-- start of Material for this exercise --

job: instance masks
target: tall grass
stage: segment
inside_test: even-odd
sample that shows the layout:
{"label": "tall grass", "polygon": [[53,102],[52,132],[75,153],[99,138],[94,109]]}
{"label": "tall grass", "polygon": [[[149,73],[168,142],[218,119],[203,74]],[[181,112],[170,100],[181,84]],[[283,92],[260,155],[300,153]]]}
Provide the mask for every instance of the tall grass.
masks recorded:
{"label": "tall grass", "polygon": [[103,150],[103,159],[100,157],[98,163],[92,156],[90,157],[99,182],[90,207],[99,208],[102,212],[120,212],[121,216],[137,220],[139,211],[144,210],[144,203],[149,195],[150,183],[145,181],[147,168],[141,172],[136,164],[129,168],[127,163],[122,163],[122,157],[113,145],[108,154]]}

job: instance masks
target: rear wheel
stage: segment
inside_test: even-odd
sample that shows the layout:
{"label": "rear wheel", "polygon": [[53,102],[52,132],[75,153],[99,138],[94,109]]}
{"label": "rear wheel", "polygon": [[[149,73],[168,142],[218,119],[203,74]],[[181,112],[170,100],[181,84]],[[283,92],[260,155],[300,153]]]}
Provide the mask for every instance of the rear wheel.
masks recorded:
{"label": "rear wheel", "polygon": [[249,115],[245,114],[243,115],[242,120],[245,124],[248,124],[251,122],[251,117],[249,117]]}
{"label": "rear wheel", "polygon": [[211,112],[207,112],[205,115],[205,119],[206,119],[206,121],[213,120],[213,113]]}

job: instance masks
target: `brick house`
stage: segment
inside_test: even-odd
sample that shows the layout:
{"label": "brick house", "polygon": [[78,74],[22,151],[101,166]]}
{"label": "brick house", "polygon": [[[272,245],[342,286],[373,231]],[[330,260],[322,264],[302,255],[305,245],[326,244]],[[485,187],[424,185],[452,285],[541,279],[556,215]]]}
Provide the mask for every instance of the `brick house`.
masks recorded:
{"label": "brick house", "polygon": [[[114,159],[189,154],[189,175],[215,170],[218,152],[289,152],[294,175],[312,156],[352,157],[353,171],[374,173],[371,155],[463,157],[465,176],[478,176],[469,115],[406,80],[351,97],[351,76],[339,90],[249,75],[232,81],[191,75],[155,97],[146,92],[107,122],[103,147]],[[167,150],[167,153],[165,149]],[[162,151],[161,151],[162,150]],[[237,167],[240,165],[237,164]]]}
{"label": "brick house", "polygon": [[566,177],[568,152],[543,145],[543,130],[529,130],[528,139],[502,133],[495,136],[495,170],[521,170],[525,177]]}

-- end of Material for this exercise --

*Written problem*. Please list every line in the records above that contains the string "grass". Only exact case matches count.

*Solved exercise*.
target: tall grass
{"label": "tall grass", "polygon": [[53,102],[52,132],[75,153],[99,138],[94,109]]}
{"label": "tall grass", "polygon": [[[149,73],[168,142],[218,119],[203,74]],[[181,112],[170,100],[181,84]],[[283,92],[260,155],[300,153]]]}
Provide the mask for every instance of the tall grass.
{"label": "tall grass", "polygon": [[103,150],[103,159],[100,157],[98,163],[92,156],[90,157],[99,182],[90,207],[99,208],[102,212],[120,212],[121,216],[137,220],[139,211],[144,210],[144,203],[149,195],[150,183],[145,181],[147,168],[141,172],[136,164],[129,168],[127,163],[122,163],[122,157],[113,145],[108,154]]}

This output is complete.